**Required work**.
Reproduce the data below word for word, including all of it but leaving out the pictures.

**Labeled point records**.

** BEGIN **

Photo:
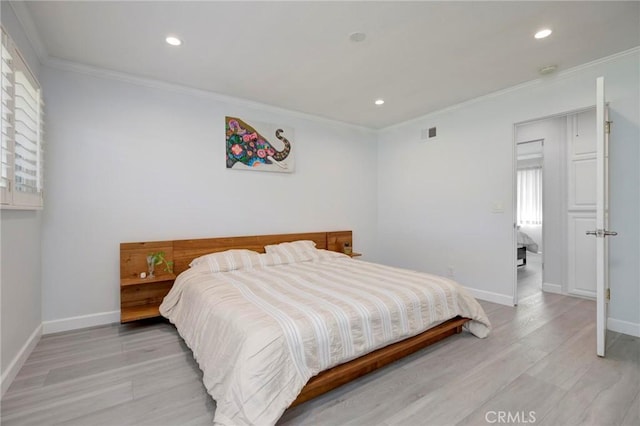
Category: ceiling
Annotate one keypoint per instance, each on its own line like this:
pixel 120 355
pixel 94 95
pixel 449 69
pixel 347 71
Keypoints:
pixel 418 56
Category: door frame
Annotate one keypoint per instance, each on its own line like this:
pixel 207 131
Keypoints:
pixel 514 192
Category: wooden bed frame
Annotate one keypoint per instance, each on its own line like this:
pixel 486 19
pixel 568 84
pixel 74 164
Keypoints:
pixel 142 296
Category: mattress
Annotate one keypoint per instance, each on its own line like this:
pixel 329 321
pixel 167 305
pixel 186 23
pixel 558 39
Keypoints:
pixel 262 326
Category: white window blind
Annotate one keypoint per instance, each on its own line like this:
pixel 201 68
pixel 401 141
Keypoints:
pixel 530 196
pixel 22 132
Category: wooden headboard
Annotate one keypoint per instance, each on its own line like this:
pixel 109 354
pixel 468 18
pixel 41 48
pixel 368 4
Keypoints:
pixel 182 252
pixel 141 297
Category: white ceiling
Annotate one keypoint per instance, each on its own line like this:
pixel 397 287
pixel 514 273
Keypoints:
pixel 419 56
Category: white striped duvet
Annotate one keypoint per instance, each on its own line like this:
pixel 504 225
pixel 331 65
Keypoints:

** END **

**Worked answer**.
Photo:
Category: ceiling
Annotate one keypoint per instance, each on its own line like this:
pixel 120 355
pixel 94 95
pixel 449 69
pixel 347 71
Keypoints:
pixel 418 56
Category: door frame
Annotate one keypoint per instance, each on its own line like this:
pixel 207 131
Keypoints:
pixel 514 192
Category: wooden bed frame
Annotate one keypoint per instance, each on its own line like this:
pixel 486 19
pixel 568 84
pixel 74 164
Keypoints:
pixel 142 296
Category: mattress
Annotate one keypoint per instance, each on its own line like this:
pixel 329 321
pixel 167 305
pixel 186 23
pixel 558 39
Keypoints:
pixel 262 326
Category: white window blind
Annotate one keypoint per instance, each on its own line like this:
pixel 201 68
pixel 401 141
Keypoints:
pixel 530 196
pixel 22 132
Category: wooden headboard
Annotate one keypoint per instance, each on its own line like this:
pixel 109 354
pixel 468 18
pixel 41 48
pixel 368 4
Keypoints:
pixel 182 252
pixel 141 297
Category: white ceiling
Annotate one keypoint per instance, each on its own line like this:
pixel 397 287
pixel 514 273
Keypoints:
pixel 419 56
Category: white striped duvet
Annotate one keypoint per instance, each on its own line like this:
pixel 504 225
pixel 331 65
Keypoints:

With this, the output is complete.